# [Exercise material]
● ● ●

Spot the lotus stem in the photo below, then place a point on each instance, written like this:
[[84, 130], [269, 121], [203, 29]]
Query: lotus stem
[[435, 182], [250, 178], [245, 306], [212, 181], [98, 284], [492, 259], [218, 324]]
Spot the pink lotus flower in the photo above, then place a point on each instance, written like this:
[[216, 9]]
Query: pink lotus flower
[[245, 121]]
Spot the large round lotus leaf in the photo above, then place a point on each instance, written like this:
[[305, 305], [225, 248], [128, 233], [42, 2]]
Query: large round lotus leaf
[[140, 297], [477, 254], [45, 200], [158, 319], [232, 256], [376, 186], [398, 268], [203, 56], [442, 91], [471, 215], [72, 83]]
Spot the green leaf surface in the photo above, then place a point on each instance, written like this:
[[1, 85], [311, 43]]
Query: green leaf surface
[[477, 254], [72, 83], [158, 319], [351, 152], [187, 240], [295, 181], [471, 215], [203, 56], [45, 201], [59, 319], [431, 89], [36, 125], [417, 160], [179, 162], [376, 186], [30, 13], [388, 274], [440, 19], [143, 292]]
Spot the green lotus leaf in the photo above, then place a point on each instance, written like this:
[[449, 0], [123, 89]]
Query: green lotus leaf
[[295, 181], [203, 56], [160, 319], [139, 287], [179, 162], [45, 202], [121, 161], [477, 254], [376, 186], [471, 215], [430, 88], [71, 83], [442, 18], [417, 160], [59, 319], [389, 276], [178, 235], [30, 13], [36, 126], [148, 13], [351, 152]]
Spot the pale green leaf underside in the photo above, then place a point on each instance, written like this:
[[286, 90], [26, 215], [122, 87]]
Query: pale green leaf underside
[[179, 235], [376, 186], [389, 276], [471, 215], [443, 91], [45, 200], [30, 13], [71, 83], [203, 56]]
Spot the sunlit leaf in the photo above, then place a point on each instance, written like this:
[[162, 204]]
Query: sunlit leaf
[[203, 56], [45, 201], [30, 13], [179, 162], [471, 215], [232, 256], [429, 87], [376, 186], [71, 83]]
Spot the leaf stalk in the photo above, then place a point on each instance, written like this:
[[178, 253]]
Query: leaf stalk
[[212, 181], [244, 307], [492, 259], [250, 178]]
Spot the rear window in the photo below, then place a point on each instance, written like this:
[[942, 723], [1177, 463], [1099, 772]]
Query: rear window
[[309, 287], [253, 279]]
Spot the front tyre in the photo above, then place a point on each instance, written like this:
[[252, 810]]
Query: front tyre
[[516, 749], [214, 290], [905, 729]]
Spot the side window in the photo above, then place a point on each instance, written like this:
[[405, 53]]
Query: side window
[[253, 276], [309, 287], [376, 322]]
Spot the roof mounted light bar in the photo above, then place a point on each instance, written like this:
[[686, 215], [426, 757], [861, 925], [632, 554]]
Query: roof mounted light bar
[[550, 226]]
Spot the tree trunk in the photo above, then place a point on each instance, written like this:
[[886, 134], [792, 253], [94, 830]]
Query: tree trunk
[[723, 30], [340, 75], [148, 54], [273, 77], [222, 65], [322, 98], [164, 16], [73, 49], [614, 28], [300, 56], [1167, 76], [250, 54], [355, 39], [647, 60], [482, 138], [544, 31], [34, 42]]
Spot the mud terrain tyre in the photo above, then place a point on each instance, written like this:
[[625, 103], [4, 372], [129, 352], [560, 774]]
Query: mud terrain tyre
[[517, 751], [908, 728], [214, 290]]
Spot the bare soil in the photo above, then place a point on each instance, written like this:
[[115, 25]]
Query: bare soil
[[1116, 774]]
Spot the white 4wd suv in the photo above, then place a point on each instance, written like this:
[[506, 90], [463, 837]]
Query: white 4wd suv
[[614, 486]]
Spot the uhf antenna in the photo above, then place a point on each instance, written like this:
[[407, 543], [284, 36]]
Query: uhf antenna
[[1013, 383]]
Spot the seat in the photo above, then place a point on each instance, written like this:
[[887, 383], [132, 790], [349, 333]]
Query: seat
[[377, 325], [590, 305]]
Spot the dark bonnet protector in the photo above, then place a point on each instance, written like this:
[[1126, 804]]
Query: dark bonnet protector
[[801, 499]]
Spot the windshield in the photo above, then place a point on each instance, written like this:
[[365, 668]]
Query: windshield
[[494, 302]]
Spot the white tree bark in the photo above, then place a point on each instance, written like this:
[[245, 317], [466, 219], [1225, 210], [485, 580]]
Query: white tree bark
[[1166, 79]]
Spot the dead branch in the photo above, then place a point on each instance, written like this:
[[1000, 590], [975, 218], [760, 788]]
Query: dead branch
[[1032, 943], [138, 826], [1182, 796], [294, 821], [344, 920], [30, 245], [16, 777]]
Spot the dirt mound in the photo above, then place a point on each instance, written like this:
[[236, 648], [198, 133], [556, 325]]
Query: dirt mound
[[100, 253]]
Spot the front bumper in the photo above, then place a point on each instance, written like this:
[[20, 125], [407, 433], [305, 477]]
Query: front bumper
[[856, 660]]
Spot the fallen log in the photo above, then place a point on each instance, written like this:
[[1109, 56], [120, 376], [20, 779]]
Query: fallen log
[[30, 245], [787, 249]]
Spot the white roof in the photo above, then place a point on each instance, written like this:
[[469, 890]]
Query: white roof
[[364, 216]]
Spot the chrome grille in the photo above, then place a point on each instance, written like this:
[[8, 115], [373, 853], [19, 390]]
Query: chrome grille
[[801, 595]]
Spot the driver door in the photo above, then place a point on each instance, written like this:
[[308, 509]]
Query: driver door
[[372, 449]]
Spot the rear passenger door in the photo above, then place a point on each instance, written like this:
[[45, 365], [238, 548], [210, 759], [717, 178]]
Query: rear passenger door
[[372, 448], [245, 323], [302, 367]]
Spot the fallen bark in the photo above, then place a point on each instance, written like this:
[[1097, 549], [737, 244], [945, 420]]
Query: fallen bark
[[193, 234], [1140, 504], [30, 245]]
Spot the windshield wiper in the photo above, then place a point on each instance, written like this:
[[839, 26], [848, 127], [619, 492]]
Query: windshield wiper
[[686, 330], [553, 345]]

● ● ●

# [Given instruction]
Rewrite the data starting at the line that contains "Spot the uhf" and ending at the line that contains "[[494, 302]]", both included, and nothing outside that span. Multiply every point coordinate in the answers by 2.55 and round each to a whole number, with halves rounding up, while copying the requests and their sample formats unchanged.

# [Worked answer]
Spot the uhf antenna in the photo above, then place a point on each instance, written like this:
[[407, 543], [284, 36]]
Query: uhf antenna
[[2583, 977]]
Spot the seat in the photo above, then place a point on each instance, written like this:
[[887, 383], [132, 790], [349, 333]]
Query: seat
[[961, 829], [1505, 778]]
Spot the dark bonnet protector in the photo above, then place a point on each instance, written like this:
[[1126, 804]]
Query: dark bonnet protector
[[2043, 1272]]
Spot the windshield in the photo above, then place a point on each instance, written like this:
[[365, 668]]
Query: windshield
[[1260, 770]]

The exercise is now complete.